=== MATERIAL PROVIDED ===

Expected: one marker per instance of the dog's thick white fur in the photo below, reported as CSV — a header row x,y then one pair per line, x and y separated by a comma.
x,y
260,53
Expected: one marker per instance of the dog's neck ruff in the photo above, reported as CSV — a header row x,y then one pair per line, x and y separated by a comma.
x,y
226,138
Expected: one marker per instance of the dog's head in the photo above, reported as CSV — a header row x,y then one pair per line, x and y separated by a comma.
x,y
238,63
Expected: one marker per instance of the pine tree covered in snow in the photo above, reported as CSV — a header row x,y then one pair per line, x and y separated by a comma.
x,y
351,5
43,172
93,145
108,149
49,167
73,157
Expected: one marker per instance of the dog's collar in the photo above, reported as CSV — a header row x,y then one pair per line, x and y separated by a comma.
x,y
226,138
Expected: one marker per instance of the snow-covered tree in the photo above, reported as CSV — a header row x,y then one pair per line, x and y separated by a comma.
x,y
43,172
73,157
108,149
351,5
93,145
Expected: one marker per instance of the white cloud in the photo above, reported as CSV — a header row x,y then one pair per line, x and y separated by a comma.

===

* [OBJECTIVE]: Write out every line of the records above again, keeping all wording the same, and scale each x and y coordinate value by 1.35, rounding to the nearest whole number with halves going up.

* [ANSWER FOR THE TASK]:
Expected: one marker per instance of the dog's thick white fur in the photo below, reported as CSV — a header row x,y then one pair per line, x and y separated by a comma.
x,y
351,72
Expected: one marker per instance of the dog's neck ruff in the photo above, reported as CSV — a header row x,y then one pair per line, x and y separated by a comma.
x,y
305,186
Expected: one marker per instance of the dog's head in the photo above, reported as CSV — a header row x,y then one pair per line, x and y separated by a comma.
x,y
321,85
Expected: one marker per instance of the pine tree covered in snow in the photo above, reported as CSV — a header row x,y then one pair per line, x and y separated by a comma.
x,y
474,7
58,232
126,196
146,201
66,225
99,212
Expected: one marker per instance of the dog's collar in the photo above, reported as CSV — a header row x,y then one pair per line, x and y separated by a comma.
x,y
305,186
Expected: one marker per instance of the snow-covered tree in the photo above, reported as CSV — a header row x,y then one pair per line, x and y separated by a comma.
x,y
58,232
99,212
146,201
474,7
126,196
Expected: one marker per instance of the white cloud in the photo above, reported as CSV — a header row x,y then one pair per line, x and y separated by a comma.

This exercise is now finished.